** Given task **
Could you quote, word for word and in full, the passage on detecting and locating attackers in wireless sensor networks?

Wireless Sensor Network is a network of wireless devices which is spatially distributed in autonomous tiny computing devices and equipped with sensors, a wireless radio, a processor, and a power source. Wireless sensor networks are deployed in the physical environment to monitor and gather a wide range of information. Due to its dynamic operational and manhandled mobile devices used it also suffers from lot of network security threats. Mostly identity based attacks for example masquerade uses MAC address of some authorized person through malicious device to get hold of the secret information inside the wireless network which largely affects the performance of the network. Identifying a device appropriately is a massive challenge in network securities domain which can be perfectly executed by using the spatial information, a physical property of wireless sensor node. We propose OADL (Optimized Attack Detection & Localization) model which uses the average received signal gain of received signal strength with spatial information correlation to find out the identity of attacker and again using PAM clustering algorithm for detecting the number of with multiple illegitimate identities and eliminate them. When we have the datasets discovered by support vector machines can be used to localize the exact position of multiple illegitimate identities. Evaluating this technique using both wifi (802.11 network) and zigbee model (802.15.4 network) we are able to determine result that attained more than 90% percent hit rate. Using integrated detection and localization algorithms provide high accuracy for multiple attackers.

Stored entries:

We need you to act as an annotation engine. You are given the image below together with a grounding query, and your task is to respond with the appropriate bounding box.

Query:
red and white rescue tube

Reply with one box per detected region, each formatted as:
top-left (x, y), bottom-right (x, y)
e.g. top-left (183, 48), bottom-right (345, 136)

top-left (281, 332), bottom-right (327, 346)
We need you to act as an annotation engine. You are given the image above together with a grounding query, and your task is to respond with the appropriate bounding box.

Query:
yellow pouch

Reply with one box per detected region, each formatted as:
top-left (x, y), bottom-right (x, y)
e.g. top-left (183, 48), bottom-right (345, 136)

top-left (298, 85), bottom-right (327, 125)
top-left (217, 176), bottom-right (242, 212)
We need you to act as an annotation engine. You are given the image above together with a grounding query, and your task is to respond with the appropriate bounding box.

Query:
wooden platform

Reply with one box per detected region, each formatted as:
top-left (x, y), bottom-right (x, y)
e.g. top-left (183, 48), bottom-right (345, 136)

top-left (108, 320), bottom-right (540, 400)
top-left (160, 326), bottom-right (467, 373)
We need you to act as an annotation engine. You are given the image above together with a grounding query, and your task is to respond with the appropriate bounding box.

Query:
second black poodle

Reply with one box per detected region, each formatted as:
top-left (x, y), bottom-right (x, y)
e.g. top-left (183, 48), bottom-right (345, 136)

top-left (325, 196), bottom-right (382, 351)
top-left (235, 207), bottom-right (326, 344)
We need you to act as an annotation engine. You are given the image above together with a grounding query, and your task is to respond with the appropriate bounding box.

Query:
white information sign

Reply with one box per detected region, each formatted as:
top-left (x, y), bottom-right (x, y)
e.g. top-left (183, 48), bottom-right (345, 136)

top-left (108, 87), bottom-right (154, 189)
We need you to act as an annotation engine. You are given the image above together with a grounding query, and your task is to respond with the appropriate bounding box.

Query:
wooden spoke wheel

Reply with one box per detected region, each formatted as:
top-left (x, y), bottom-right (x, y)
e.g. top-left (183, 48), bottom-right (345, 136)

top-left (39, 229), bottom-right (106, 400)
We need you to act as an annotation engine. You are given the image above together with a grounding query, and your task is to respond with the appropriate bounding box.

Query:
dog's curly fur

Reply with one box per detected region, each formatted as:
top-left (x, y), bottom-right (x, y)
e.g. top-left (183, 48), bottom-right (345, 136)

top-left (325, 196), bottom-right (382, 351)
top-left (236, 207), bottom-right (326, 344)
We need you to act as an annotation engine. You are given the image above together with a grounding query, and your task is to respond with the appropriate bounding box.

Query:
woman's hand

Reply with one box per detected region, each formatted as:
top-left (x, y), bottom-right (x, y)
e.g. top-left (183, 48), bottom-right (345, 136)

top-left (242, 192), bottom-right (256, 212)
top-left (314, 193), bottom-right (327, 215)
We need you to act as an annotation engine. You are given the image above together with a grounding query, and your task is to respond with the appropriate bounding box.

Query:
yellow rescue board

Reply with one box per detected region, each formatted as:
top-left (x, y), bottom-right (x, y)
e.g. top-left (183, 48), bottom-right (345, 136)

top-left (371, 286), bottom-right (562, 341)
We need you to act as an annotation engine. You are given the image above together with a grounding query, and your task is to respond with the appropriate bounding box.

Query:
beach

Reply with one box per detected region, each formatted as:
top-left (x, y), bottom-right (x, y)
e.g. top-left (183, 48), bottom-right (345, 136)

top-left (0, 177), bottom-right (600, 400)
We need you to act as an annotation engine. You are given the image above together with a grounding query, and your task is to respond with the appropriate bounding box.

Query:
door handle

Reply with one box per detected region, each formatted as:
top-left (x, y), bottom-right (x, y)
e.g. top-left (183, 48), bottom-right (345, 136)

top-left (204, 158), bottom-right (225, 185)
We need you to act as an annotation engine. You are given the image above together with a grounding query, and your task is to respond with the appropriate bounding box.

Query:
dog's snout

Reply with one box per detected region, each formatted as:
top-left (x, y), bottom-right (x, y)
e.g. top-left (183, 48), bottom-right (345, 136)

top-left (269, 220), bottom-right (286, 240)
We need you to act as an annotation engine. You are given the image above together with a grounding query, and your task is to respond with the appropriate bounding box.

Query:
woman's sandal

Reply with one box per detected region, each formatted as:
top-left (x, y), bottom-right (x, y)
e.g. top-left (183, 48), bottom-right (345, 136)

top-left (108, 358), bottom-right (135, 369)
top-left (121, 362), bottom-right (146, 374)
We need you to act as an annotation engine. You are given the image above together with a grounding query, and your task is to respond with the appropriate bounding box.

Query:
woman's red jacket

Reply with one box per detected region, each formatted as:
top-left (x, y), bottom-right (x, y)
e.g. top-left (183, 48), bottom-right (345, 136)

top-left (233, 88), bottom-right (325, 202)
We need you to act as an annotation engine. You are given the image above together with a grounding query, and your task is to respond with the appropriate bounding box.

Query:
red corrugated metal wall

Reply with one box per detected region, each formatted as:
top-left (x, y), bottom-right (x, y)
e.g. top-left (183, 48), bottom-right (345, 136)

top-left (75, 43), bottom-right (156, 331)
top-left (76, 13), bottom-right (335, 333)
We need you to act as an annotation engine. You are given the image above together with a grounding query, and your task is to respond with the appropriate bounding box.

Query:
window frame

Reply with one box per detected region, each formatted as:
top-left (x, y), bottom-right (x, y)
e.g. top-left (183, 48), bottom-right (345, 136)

** Solution for this exercise **
Wireless Sensor Network is a network of wireless devices which is spatially distributed in autonomous tiny computing devices and equipped with sensors, a wireless radio, a processor, and a power source. Wireless sensor networks are deployed in the physical environment to monitor and gather a wide range of information. Due to its dynamic operational and manhandled mobile devices used it also suffers from lot of network security threats. Mostly identity based attacks for example masquerade uses MAC address of some authorized person through malicious device to get hold of the secret information inside the wireless network which largely affects the performance of the network. Identifying a device appropriately is a massive challenge in network securities domain which can be perfectly executed by using the spatial information, a physical property of wireless sensor node. We propose OADL (Optimized Attack Detection & Localization) model which uses the average received signal gain of received signal strength with spatial information correlation to find out the identity of attacker and again using PAM clustering algorithm for detecting the number of with multiple illegitimate identities and eliminate them. When we have the datasets discovered by support vector machines can be used to localize the exact position of multiple illegitimate identities. Evaluating this technique using both wifi (802.11 network) and zigbee model (802.15.4 network) we are able to determine result that attained more than 90% percent hit rate. Using integrated detection and localization algorithms provide high accuracy for multiple attackers.